TASK STATEMENT:
When a line in the entries below contains the word "dark", copy that line.
[[ DATASET RECORDS open ]]
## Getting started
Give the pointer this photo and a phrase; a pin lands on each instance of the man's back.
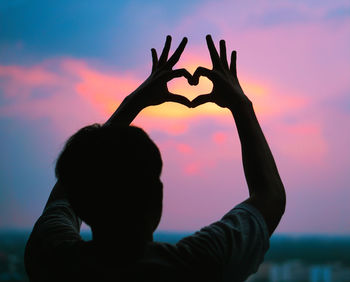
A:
(232, 247)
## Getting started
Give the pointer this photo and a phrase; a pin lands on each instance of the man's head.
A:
(112, 178)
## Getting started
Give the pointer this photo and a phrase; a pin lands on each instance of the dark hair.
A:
(110, 172)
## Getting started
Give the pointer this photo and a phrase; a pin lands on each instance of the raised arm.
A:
(265, 186)
(154, 90)
(59, 226)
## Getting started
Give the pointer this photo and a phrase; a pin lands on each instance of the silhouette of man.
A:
(109, 177)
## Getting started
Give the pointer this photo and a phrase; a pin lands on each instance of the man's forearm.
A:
(126, 112)
(265, 186)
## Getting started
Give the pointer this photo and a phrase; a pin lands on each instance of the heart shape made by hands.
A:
(182, 87)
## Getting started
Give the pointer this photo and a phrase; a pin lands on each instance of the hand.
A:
(227, 91)
(154, 90)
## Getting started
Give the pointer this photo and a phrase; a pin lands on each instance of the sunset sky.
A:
(66, 64)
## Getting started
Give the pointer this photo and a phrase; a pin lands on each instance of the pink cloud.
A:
(184, 148)
(220, 137)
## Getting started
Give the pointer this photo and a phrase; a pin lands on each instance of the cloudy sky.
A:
(66, 64)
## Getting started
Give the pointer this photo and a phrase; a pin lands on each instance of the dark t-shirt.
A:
(227, 250)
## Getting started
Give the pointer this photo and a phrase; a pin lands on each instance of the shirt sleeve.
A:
(53, 241)
(234, 246)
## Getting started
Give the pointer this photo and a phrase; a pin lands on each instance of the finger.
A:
(233, 63)
(164, 56)
(200, 71)
(176, 56)
(223, 55)
(179, 73)
(201, 99)
(178, 99)
(212, 50)
(154, 59)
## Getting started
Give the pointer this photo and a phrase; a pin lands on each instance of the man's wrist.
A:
(244, 108)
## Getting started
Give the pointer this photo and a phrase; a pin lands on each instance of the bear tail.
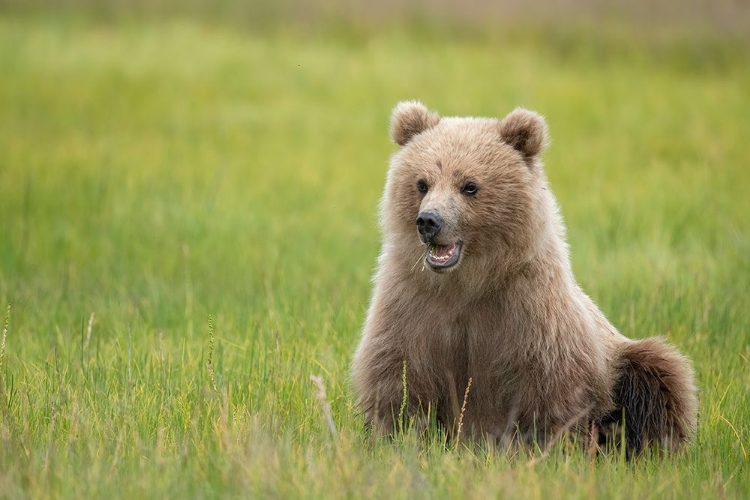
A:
(655, 397)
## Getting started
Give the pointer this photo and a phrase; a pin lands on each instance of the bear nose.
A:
(429, 225)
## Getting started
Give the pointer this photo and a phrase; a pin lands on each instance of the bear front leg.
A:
(389, 402)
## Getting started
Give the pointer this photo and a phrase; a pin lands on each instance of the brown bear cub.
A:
(474, 283)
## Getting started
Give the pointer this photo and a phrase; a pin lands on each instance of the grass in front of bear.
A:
[[ DATASET RECORDS closed ]]
TASK RESPONSE:
Give the pointer this photo and a phrase; a pin lands on each instance of the dark hair.
Give the pointer this photo and a phrase; a pin lands on each instance of the dark t-shirt.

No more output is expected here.